▶ [Excerpt provided]:
====================

Below is the sample output of the Shakespeare GPT model before tensor network decomposition is applied.

In [4]:
print(decode(m.generate(context, max_new_tokens=500)[0].tolist()))


Secount ou re meaty trear-ot nonew ficiused,
Yelaw hus, who death our to your day your matitiver.

ANUS:
O slull you ad, kengils hititit's and from.

GLOUCESTAR-WIS:
not to are ipartix les my ounding,
And Be bed hom my lee this on.
Dispery's ave peatorty; and, who whenst Buld in?

BUCHARD:
Thou hand, no Mirth you, a usrueen make:
The wash like a genor! say ere husunlice;
And latumand I her held us Jynt;
Ind be, if ther mjore the too her:
Thy lor, ere day tray of the ause you thee s ar life,
That


In [5]:
old_nparams = sum(p.numel() for p in model.parameters())
print(old_nparams)

816705


The model before tensor network decomposition has 816,705 parameters

In [7]:
import torch.nn as nn
import numpy as np

Here, we define the tensor network layer and its forward pass method.

In [9]:
class TTLayer(nn.Module):
    # Code redacted

Now we apply the tensor network decomposition to all of the self-attention layers.

In [None]:
hs = n_embd // n_head
ranks = NaN # Tensor rank redacted
dim = int(np.log(n_embd * hs)/np.log(2))
for name, param in model.named_parameters():
    # This code is responsible for performing a tensor network decomposition of each key, value and query layer.

We do the same for the feed forward layers.

In [None]:
# Now for MLP

dim = int(np.log(4*n_embd*n_embd)/np.log(2))  
ranks_mlp = 40
for name, param in model.named_parameters():
    # This code is responsible for performing a tensor network decomposition of each multilayer perceptrion layer.

In [13]:
m = model.to(device)

In [14]:
new_nparam = sum(p.numel() for p in m.parameters())
print(new_nparam)

157249


The model after tensor network decomposition has 157,249 parameters, 80% less than before!

====================

[Stored items]

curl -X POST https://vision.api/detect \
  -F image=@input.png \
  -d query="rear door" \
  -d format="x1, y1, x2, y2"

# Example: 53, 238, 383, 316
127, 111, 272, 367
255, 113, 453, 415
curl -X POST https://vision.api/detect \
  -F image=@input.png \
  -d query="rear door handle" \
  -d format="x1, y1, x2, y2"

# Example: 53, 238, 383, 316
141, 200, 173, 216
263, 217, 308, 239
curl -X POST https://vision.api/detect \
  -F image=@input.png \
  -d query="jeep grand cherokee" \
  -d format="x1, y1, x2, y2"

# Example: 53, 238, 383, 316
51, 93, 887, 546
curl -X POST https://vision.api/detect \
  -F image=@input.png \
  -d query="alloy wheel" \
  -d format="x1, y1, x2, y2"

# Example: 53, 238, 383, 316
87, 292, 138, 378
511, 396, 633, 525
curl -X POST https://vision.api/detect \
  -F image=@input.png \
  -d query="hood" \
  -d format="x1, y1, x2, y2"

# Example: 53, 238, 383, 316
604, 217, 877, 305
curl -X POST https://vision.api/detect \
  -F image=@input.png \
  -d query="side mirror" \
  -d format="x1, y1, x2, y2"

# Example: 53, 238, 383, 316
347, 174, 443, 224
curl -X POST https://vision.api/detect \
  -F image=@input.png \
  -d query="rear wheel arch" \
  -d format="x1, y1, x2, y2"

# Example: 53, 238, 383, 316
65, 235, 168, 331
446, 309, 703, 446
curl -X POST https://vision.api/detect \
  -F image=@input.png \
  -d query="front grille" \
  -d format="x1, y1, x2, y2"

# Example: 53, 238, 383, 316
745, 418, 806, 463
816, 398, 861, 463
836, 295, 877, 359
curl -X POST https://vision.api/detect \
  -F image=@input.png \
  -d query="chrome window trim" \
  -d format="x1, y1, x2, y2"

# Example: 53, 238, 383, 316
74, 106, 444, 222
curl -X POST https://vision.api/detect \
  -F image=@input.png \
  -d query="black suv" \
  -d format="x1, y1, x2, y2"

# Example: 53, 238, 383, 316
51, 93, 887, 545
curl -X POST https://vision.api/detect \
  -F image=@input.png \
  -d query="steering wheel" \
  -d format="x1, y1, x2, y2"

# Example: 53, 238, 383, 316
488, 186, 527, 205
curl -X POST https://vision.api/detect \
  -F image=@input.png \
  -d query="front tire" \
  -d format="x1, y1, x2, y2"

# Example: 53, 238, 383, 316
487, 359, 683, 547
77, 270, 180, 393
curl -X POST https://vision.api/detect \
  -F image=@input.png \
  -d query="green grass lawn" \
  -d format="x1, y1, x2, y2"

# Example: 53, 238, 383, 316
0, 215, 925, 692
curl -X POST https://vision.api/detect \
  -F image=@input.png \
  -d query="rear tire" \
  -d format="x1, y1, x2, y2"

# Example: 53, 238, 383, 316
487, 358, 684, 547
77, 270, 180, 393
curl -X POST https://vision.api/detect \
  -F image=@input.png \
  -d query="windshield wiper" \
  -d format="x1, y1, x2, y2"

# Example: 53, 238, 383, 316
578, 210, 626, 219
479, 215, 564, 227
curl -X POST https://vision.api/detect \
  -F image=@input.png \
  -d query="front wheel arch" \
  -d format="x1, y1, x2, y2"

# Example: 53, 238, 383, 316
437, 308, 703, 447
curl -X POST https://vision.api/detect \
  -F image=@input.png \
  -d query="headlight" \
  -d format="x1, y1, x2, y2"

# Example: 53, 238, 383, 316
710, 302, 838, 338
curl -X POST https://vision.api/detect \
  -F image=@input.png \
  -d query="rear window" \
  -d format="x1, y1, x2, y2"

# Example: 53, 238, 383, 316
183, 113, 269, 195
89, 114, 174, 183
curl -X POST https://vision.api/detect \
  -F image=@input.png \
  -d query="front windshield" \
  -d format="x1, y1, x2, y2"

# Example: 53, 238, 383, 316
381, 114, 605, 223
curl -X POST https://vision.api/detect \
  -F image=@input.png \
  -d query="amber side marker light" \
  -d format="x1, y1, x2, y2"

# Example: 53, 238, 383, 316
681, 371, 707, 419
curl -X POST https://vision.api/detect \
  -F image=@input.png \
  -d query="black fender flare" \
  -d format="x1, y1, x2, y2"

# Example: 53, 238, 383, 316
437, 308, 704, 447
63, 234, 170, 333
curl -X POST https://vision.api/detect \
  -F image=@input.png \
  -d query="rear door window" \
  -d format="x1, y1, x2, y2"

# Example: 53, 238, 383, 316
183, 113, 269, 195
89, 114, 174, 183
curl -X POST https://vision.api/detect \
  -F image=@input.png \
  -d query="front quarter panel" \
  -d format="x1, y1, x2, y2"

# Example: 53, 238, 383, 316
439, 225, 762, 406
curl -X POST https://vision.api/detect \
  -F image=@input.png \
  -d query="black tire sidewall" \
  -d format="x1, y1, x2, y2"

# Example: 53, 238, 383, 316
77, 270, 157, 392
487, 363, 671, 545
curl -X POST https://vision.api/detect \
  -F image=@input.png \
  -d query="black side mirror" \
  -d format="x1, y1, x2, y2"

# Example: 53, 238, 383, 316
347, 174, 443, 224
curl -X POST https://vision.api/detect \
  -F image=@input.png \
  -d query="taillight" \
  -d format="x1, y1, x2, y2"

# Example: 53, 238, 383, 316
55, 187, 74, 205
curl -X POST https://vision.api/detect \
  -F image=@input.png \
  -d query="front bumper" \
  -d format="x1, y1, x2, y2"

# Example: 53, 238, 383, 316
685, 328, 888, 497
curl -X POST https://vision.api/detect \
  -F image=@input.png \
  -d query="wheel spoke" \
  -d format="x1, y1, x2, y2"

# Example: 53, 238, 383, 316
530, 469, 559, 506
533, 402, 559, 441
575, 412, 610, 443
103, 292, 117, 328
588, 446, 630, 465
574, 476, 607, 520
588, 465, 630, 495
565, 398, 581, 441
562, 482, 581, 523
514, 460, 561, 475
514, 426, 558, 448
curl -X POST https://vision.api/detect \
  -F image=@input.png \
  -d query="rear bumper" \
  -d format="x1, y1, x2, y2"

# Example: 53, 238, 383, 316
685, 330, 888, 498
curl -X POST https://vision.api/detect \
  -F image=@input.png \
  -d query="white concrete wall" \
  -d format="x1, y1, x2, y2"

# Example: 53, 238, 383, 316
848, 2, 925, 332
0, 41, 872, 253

====================

▶ [Your tasks]:
**A.** Translate this sentence from the excerpt on tensor network decomposition into Spanish: "Now we apply the tensor network decomposition to all of the self-attention layers."
**B.** Go on with the excerpt on compressing the Shakespeare GPT model, starting after its final sentence.
These records were drawn from a separate source.

▶ [Solved tasks]:
**A.** Ahora aplicamos la descomposición en redes tensoriales a todas las capas de autoatención.

**B.**
Below is sample output from the model after tensor network decomposition

In [15]:
print(decode(m.generate(context, max_new_tokens=500)[0].tolist()))


Alorongelfort
Telly thatsivend so he wrown
Dothat think thou save there that her and slam and.tut not
Drow him. Stir wis.

Ford he is I haven?
LAs that of sun:
As with your I dele lorgent, froieht hind afe.
My, Nownistatorablem untands upinalt Mostely'it;
Thith Shre wheren's that to wherelf, the there
Wis coifander-heard, him ow, delikel love.
Thell therersellict that y?
All is litch mest, ant the a boste shall.

BUCKINGBURGURroliur:
Stamius nay survawar, I sight, of I lard senly sectaling by
Ye


In [16]:
comprss = 1-new_nparam/old_nparams
print(f"compression = {1-new_nparam/old_nparams}")

compression = 0.8074592417090627


In [17]:
newloss = estimate_loss()

In [18]:
acc_drop = (1-newloss['val']/losses['val'])*100

In [19]:
print(f"COMPRESSION: {comprss*100}%")
print(f"ACCURACY DROP: {acc_drop}%")

COMPRESSION: 80.74592417090626%
ACCURACY DROP: -1.8731355667114258%


The tensor network method reduces the model size in number of parameters to 20% of its original size while yielding an accuracy drop of only 1.87%.